Quoted passage
════════════════
After a long recovery back to record levels, the S&P 500 Index hit a speed bump last week, especially among some of the stocks in the information technology and other technology related sectors that had posted large gains since the market bottom in March. Thursday was the worst downside day of the week, down 3.5%, and losses were likely curtailed on Friday following good August employment data.
The August Employment Report showed a net increase of 1.371 million jobs. This was the fourth consecutive month of substantial job increases following the job losses in March and April. The COVID shock to the economy and resulting forced business closures caused just over 22 million job losses by the end of April. Over the past four months that has been almost halved with 10.6 million net jobs created. Many of these jobs created were likely furloughed employees returning to work. Job increases should continue as the economy continues to re-open in coming months. Some job loss is likely permanent, but new business formations are also likely to create jobs as well as established companies that grow with the economic recovery.
The unemployment rate for August declined to 8.4%. The U.S. has gone from a 3.5% unemployment rate in February to a 14.7% unemployment rate by April back to 8.4% currently. The level of unemployment should continue to decline as the economy recovers.
With 498 of 500 companies done with second quarter earnings, the S&P 500 finished with second quarter earnings down 29.7% year-over-year. Expectations were for earnings to be down 44% when the reporting season kicked off in early July, so while the earnings for the period were negative, they were initially projected to be much worse. The current estimate for calendar year 2020 earnings is –19.8% and the estimate for calendar year 2021 earnings is +27.9%.
In our Dissecting Headlines section, we look at the two surveys that make up the monthly Employment Report and the key data that each survey provides.
Financial Market Update
Dissecting Headlines: Employment Surveys
There are two employment surveys that are conducted each month, the Current Population Survey (aka Household Survey) and the Current Employment Statistics (aka Establishment Survey). Each survey provides potentially market moving data.
The Household Survey contacts individuals to measure the labor force status, including unemployment, labor force participation, hours worked, and earnings. This survey produces the unemployment rate which currently stands at 8.4% based on the August data.
The Establishment Survey contacts employers to measure nonfarm employment, hours worked, and earnings of workers on payroll. It provides the increase/decrease in nonfarm payroll employment each month. Farm employment is extremely seasonal, so it is excluded from the Establishment Survey.
Both surveys are important to measure the health of the economy and the American worker. They provide data that can impact the decisions of policy makers, financial institutions, and investors.
════════════════
Data extracts

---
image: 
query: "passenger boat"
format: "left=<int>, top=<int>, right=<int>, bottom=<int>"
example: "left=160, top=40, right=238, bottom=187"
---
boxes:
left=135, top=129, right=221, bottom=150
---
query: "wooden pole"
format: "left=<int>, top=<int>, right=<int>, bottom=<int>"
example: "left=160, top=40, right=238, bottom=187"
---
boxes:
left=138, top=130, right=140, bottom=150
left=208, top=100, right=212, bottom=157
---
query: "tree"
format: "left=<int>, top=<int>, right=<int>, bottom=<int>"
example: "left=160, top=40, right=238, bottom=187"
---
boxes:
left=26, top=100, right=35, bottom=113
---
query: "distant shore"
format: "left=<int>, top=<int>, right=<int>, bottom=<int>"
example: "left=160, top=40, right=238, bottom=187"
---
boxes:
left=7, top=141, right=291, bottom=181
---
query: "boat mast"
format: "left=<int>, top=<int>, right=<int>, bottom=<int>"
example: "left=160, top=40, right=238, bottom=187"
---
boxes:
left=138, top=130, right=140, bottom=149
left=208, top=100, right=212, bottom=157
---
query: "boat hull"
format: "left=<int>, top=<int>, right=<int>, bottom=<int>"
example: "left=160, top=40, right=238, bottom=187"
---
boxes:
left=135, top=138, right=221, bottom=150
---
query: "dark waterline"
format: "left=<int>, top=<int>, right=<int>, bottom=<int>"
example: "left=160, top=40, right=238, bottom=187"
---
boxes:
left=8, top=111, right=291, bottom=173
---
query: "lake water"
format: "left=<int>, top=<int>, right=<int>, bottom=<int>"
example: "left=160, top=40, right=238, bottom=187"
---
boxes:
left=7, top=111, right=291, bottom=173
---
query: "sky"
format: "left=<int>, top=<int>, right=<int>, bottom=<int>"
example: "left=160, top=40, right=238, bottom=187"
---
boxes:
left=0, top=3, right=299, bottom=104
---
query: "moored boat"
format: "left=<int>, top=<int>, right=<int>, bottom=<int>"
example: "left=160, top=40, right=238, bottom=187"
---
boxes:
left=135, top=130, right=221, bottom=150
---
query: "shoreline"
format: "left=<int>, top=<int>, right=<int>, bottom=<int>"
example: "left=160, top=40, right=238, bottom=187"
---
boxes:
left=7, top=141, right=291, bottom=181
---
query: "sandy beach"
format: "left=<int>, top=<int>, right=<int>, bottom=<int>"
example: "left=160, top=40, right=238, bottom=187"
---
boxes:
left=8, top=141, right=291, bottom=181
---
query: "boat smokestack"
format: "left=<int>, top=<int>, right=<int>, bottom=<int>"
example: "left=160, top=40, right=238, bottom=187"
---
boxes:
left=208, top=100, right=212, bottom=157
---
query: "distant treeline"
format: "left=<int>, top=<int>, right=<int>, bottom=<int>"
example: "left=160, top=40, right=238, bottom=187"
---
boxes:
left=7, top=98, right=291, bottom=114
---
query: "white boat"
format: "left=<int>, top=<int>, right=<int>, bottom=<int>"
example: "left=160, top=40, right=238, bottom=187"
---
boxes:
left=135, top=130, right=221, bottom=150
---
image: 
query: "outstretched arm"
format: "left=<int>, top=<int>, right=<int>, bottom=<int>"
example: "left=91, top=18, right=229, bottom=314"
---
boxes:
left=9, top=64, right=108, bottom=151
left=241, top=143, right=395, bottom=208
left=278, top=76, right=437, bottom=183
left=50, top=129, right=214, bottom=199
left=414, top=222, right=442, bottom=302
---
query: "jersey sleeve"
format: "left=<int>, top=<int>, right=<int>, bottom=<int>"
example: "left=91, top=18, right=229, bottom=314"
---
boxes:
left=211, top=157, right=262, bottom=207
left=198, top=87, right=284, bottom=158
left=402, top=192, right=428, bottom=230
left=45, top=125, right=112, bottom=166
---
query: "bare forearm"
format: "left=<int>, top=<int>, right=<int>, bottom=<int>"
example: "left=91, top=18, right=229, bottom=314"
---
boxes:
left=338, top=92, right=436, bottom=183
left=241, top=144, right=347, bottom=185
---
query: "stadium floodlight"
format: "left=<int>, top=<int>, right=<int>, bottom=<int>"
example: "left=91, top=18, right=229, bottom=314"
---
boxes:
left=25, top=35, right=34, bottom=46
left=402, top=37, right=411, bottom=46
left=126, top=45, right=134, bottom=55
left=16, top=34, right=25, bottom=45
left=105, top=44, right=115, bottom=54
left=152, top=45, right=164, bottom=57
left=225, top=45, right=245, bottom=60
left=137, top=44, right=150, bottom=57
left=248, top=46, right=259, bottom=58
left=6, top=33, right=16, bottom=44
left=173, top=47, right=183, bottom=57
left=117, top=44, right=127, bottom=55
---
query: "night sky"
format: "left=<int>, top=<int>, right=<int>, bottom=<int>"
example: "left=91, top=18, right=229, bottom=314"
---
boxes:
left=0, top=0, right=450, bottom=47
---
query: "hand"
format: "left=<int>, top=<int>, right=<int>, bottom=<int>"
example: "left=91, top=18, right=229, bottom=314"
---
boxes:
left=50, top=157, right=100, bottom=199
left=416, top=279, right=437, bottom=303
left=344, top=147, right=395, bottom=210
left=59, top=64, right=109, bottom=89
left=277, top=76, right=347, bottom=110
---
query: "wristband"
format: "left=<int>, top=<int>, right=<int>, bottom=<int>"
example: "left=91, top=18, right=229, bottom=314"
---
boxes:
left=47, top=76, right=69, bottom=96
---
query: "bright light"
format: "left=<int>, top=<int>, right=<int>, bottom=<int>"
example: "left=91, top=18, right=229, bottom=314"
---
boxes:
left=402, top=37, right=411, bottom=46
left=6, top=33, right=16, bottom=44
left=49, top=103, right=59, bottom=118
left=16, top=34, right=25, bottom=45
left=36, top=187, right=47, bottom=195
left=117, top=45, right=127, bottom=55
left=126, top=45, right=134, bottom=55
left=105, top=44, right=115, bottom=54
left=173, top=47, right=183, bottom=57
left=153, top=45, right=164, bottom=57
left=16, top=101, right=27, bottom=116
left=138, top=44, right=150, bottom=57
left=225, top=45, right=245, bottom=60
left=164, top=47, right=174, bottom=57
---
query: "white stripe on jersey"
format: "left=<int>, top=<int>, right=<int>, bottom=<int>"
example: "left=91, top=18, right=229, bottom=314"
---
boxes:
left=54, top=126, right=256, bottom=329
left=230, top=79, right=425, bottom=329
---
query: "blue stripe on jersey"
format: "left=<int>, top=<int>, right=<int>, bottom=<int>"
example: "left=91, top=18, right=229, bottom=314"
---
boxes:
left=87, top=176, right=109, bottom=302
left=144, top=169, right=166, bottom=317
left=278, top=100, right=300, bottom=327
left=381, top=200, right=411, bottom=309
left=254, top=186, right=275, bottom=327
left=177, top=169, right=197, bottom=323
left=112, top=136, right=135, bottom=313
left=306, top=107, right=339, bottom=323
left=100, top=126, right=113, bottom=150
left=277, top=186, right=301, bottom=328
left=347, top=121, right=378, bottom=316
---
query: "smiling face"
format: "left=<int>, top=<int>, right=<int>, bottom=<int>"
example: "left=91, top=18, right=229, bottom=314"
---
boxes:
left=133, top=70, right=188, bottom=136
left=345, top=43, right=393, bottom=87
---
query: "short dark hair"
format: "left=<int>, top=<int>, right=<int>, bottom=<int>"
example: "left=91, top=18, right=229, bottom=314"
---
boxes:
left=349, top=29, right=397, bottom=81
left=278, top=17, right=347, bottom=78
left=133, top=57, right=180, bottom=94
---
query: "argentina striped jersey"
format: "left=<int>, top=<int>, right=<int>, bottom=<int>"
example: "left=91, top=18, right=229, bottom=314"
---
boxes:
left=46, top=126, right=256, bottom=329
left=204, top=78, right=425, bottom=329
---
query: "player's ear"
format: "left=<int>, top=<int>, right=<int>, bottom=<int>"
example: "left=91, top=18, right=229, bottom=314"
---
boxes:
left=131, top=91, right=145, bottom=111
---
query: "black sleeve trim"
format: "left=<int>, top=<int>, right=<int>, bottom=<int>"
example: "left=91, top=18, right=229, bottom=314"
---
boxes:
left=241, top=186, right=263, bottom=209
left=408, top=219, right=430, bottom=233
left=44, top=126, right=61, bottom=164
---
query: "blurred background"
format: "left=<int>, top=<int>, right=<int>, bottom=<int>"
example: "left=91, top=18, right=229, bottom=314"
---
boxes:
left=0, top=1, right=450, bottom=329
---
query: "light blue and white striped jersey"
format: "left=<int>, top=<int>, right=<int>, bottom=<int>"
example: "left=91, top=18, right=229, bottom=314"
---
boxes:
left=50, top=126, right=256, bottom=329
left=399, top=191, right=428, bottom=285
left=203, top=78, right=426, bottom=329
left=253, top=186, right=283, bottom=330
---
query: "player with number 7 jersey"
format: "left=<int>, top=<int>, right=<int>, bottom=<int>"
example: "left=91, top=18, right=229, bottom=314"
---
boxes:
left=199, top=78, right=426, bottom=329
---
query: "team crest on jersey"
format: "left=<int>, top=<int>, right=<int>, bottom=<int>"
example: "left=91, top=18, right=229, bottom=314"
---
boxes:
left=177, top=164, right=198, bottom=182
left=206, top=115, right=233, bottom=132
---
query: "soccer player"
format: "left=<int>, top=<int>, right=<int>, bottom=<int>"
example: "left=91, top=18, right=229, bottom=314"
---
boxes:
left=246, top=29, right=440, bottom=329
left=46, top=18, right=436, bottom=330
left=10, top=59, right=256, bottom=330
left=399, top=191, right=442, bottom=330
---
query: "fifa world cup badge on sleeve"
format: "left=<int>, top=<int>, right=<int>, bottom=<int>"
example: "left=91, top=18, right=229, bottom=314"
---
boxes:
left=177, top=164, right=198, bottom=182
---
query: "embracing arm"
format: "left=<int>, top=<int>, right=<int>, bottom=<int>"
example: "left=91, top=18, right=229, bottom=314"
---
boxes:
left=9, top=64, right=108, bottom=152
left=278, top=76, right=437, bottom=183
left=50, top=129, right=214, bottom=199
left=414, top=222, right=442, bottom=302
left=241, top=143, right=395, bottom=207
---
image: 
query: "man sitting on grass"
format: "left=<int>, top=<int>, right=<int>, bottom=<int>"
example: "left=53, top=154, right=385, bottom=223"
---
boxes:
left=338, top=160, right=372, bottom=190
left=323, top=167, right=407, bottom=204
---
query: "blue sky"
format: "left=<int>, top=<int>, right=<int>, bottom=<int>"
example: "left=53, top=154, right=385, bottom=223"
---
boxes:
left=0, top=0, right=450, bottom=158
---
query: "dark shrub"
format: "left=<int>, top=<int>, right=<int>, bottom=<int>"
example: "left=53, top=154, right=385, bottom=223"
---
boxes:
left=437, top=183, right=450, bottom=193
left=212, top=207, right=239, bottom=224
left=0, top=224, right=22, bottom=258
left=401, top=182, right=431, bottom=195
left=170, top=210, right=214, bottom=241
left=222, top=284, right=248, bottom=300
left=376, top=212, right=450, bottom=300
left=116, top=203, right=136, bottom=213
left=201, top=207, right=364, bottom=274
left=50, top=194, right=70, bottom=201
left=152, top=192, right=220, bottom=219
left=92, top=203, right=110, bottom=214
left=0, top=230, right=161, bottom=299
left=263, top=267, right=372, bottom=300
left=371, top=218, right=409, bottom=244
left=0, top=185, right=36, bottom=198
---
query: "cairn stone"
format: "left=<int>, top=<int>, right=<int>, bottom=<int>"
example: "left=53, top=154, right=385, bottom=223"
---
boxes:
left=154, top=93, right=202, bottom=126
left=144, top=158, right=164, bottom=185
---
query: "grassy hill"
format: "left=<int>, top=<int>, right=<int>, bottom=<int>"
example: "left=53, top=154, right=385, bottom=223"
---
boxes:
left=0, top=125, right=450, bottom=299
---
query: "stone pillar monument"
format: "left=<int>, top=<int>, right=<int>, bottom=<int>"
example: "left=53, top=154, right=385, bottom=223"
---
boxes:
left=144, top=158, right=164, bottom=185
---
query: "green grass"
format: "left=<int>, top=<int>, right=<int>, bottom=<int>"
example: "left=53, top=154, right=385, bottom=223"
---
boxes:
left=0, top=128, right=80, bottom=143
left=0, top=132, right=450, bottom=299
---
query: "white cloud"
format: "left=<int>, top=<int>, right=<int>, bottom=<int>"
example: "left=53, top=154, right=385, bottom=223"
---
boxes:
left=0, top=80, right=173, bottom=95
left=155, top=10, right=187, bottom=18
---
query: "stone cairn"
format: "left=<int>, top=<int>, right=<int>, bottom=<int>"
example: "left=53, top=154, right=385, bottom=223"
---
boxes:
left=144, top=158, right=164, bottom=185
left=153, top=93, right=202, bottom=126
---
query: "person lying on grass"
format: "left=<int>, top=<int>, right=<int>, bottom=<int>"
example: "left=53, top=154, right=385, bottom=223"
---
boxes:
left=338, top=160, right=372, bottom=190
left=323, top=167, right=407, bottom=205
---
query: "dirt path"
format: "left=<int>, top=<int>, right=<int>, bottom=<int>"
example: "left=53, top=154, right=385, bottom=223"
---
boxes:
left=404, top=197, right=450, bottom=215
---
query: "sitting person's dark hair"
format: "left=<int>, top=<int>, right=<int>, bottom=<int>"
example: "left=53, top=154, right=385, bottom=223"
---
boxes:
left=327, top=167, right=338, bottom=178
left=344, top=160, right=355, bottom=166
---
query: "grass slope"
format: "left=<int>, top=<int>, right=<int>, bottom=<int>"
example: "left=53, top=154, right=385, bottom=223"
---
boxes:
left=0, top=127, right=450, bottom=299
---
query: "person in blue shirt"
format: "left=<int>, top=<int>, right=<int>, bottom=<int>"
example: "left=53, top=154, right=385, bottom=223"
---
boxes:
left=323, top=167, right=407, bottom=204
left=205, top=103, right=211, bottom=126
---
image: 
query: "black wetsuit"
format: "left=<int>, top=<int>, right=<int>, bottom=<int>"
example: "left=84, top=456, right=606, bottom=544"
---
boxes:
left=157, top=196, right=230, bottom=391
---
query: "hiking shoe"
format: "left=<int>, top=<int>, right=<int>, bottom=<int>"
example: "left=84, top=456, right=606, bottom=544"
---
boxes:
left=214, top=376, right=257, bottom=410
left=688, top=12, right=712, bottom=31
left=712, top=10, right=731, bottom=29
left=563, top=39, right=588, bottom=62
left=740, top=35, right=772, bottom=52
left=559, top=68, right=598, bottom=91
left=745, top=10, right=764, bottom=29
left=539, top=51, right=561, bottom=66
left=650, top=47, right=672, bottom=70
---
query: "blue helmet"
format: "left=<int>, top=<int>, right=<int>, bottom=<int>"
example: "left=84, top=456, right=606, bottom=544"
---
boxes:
════════════════
Exercise instructions
**a)** Answer these questions from the financial market update, one per line, marking each answer (i), (ii) or (iii) like its question:
(i) What net increase in jobs did the August Employment Report show?
(ii) When the reporting season began in early July, how much were S&P 500 second-quarter earnings expected to fall?
(iii) Which survey produces the unemployment rate?
**b)** List everything the financial market update says the Establishment Survey measures.

Written responses
**a)**
(i) 1.371 million jobs
(ii) 44%
(iii) The Household Survey (the Current Population Survey)

**b)**
- Nonfarm employment
- Hours worked
- Earnings of workers on payroll